## The exercise
Please copy out each of the lines below character for character, changing nothing.

+ + + + + + +

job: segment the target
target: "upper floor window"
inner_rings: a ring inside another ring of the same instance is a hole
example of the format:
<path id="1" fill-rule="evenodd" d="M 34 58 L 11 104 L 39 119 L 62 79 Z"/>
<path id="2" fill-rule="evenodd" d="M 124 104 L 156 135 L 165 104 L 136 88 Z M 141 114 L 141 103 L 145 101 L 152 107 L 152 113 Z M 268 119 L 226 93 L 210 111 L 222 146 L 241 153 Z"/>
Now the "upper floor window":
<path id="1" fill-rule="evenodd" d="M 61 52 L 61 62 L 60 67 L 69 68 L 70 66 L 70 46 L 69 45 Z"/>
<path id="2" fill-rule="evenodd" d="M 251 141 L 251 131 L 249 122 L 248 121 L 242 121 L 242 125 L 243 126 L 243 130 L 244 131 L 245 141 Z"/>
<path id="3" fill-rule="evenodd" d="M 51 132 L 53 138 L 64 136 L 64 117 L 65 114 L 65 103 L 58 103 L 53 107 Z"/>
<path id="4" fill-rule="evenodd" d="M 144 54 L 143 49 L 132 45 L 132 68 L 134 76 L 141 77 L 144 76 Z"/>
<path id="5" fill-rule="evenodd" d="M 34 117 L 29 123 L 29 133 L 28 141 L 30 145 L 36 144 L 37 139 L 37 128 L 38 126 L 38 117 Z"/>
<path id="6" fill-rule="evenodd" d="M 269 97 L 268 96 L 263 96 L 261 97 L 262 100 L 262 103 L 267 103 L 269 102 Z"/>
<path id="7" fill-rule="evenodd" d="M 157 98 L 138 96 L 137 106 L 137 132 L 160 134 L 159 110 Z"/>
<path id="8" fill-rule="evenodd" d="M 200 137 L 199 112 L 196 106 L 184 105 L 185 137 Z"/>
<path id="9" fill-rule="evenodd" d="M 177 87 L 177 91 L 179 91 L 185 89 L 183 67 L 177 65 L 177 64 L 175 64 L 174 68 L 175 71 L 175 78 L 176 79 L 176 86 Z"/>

+ + + + + + +

## Exercise result
job: segment the target
target: "upper floor window"
inner_rings: a ring inside another ring of the same instance is a hole
example of the format:
<path id="1" fill-rule="evenodd" d="M 34 58 L 11 104 L 39 119 L 62 79 Z"/>
<path id="2" fill-rule="evenodd" d="M 124 104 L 156 135 L 165 104 L 136 88 Z M 141 114 L 141 103 L 145 101 L 152 107 L 152 113 Z M 268 119 L 226 93 L 210 111 L 222 146 L 241 153 Z"/>
Now the "upper floor window":
<path id="1" fill-rule="evenodd" d="M 61 52 L 61 62 L 60 67 L 69 68 L 70 66 L 70 46 L 69 45 Z"/>
<path id="2" fill-rule="evenodd" d="M 251 141 L 251 131 L 249 122 L 248 121 L 242 121 L 242 125 L 243 126 L 243 130 L 244 131 L 245 141 Z"/>
<path id="3" fill-rule="evenodd" d="M 51 132 L 53 138 L 64 136 L 64 117 L 65 114 L 65 103 L 58 103 L 53 107 Z"/>
<path id="4" fill-rule="evenodd" d="M 144 54 L 143 49 L 132 45 L 132 68 L 134 76 L 141 77 L 144 76 Z"/>
<path id="5" fill-rule="evenodd" d="M 34 117 L 29 123 L 29 133 L 28 141 L 30 145 L 36 144 L 37 139 L 37 128 L 38 126 L 38 117 Z"/>
<path id="6" fill-rule="evenodd" d="M 269 97 L 268 96 L 263 96 L 261 97 L 262 100 L 262 103 L 267 103 L 269 102 Z"/>
<path id="7" fill-rule="evenodd" d="M 157 98 L 138 96 L 137 106 L 137 132 L 160 134 L 159 110 Z"/>
<path id="8" fill-rule="evenodd" d="M 200 137 L 199 112 L 196 106 L 184 105 L 185 137 Z"/>
<path id="9" fill-rule="evenodd" d="M 177 87 L 177 91 L 179 91 L 185 89 L 183 67 L 177 65 L 177 64 L 175 64 L 174 68 L 175 71 L 175 78 L 176 79 L 176 86 Z"/>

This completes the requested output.